◆ Data section
····················

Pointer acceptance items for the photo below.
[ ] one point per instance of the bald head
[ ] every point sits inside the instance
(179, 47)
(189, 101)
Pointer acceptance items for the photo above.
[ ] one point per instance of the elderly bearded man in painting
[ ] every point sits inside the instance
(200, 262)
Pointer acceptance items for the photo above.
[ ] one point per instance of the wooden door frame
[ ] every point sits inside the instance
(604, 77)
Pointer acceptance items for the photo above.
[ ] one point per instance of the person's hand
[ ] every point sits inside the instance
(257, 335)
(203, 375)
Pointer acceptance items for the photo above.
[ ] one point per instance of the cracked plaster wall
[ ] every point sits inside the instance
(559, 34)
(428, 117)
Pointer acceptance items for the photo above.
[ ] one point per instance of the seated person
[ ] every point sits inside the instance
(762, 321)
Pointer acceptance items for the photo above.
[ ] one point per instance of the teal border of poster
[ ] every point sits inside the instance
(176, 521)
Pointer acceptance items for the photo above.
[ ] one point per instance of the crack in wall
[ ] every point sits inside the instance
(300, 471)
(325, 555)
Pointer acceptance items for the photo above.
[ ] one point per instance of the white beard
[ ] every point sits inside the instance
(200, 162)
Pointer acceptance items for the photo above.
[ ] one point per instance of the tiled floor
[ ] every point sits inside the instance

····················

◆ What you should do
Extract the full listing above without altering anything.

◆ Your solution
Pointer acceptance items for the photo below.
[ ] one point per instance of the bald head
[ ] every point sits inside the instance
(179, 47)
(189, 101)
Pointer acceptance items for the photo above.
[ ] one point per instance of the elderly bearded man in painting
[ ] every point sits inside the instance
(200, 262)
Pointer acceptance items for the photo above.
[ ] one point per instance of the wooden door frame
[ ] every point sits inside the instance
(604, 77)
Pointer acceptance items for the photo above.
[ ] one point per instance of the person's hand
[ ] every point sits inside the instance
(257, 335)
(203, 375)
Pointer acceptance items for the photo above.
[ ] one point per instance of the cracked plaster wall
[ ] every point sits inside the instance
(559, 34)
(428, 117)
Pointer acceptance items for the photo above.
[ ] one point per instance of the seated person
[ ] every point sits inside the instance
(762, 321)
Pointer acceptance items for the photo above.
[ ] one point per instance of the teal border of poster
[ ] every point sits inside the instance
(176, 521)
Pointer acceptance items for the photo above.
[ ] one point per instance of the crack in wall
[ ] every point sits inside the instance
(300, 471)
(325, 555)
Pointer acceptance items for the photo above.
[ ] one point per instance of the white beard
[ ] every point sits inside the instance
(200, 162)
Pointer acceptance items for the photo above.
[ ] one point per instance of the tiled floor
[ ] every point sits inside the instance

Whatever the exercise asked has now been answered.